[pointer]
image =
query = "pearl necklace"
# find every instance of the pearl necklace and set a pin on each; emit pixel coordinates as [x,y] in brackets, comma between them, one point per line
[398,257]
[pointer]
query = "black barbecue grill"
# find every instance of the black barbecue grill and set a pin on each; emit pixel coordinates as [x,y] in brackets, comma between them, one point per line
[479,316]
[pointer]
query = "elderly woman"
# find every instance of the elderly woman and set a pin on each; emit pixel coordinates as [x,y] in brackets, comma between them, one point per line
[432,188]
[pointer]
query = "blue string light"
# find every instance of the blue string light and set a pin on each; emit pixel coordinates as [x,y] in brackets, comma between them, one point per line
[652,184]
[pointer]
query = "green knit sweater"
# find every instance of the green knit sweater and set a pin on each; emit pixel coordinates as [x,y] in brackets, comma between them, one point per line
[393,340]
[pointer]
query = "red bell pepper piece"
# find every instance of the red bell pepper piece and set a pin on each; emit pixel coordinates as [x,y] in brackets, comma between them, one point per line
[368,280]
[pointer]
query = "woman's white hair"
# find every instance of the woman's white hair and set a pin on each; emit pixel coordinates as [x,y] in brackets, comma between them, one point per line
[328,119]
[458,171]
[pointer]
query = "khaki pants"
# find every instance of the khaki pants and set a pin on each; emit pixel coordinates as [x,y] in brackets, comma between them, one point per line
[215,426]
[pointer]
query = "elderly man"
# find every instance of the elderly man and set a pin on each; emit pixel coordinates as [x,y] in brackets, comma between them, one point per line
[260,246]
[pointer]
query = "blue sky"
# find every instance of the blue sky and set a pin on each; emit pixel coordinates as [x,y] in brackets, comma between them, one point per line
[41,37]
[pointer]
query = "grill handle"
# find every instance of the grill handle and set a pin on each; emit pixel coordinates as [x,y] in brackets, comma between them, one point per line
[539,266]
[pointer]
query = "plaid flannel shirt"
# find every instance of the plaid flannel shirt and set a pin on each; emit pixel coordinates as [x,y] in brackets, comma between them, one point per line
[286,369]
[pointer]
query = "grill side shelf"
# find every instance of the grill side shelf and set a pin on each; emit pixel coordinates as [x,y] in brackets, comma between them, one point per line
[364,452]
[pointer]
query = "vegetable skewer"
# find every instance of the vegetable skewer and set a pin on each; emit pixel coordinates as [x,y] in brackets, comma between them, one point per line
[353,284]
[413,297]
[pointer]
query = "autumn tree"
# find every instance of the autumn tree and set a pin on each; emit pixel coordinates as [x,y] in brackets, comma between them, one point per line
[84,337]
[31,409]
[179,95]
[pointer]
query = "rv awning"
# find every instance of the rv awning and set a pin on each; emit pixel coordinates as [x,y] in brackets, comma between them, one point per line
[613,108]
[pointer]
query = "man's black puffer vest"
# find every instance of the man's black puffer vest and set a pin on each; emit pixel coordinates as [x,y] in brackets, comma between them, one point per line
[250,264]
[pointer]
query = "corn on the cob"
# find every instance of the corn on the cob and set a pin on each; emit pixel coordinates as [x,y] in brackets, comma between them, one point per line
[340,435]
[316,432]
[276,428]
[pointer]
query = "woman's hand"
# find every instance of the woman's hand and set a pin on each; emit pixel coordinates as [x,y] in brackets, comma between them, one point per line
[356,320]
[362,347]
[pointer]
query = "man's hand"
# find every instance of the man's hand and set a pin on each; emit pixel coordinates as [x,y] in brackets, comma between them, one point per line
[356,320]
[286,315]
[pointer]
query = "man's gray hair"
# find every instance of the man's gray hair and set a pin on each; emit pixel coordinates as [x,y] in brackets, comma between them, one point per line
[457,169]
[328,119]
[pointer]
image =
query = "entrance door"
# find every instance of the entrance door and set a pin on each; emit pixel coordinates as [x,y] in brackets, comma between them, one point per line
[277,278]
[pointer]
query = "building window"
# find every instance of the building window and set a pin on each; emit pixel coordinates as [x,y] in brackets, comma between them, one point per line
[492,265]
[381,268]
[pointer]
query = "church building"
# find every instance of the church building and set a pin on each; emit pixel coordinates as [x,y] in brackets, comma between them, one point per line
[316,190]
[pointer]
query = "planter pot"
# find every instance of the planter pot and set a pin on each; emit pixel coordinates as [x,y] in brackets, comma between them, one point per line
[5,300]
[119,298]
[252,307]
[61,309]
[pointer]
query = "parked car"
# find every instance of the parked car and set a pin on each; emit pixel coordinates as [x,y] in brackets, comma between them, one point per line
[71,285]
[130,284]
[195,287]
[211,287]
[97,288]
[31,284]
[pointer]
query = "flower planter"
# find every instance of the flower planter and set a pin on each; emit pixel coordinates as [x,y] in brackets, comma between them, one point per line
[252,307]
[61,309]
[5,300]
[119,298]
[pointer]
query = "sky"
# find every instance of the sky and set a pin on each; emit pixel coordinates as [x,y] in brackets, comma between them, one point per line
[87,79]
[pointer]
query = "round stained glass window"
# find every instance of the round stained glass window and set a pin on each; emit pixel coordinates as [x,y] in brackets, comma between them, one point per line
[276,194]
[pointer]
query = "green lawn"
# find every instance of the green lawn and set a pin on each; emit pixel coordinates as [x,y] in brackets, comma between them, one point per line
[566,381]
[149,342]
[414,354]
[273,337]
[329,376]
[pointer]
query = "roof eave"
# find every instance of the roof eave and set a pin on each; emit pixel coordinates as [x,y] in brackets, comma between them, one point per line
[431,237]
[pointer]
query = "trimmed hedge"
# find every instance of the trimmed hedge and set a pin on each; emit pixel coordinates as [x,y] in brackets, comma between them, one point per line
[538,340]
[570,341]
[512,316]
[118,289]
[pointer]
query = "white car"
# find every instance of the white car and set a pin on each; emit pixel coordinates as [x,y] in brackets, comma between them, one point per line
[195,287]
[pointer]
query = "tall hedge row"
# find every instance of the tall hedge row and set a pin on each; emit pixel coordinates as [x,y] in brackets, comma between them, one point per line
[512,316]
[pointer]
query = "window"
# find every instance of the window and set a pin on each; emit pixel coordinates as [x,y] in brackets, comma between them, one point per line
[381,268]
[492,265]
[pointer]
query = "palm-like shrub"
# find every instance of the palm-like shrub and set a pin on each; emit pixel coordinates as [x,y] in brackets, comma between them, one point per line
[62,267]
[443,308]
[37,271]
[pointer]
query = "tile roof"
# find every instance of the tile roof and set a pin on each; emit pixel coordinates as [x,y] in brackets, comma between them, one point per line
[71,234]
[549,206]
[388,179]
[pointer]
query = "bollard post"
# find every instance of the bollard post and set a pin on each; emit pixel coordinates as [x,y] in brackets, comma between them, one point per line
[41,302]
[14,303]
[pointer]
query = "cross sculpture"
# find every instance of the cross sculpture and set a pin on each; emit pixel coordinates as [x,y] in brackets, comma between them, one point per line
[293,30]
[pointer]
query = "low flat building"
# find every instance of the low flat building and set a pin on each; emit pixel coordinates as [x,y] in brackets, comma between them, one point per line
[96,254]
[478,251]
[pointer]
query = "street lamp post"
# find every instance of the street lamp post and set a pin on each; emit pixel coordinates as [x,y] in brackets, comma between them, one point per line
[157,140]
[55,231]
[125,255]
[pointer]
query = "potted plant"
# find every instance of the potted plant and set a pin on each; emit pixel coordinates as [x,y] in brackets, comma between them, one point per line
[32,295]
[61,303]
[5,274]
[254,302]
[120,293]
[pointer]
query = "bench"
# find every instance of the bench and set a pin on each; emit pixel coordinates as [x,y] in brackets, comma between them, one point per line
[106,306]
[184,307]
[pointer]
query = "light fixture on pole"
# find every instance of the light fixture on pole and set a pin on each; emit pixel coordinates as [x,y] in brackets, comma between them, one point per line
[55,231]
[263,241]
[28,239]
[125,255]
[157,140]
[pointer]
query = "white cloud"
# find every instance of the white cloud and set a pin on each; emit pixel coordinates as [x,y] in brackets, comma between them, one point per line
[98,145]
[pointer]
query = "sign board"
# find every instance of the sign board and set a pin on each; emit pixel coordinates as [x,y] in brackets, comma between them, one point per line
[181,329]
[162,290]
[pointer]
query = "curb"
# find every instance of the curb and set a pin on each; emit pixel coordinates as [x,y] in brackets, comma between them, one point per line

★ ★ ★ ★ ★ ★ ★

→ Goal:
Which lines in the records above contain the word "flower"? Extract each of those lines in full, treating uppercase and lowercase as different.

→ The reply:
query = "flower planter"
# find every instance of the flower planter and set a pin on each; emit pixel coordinates as [x,y] in brackets, comma between them, one point per line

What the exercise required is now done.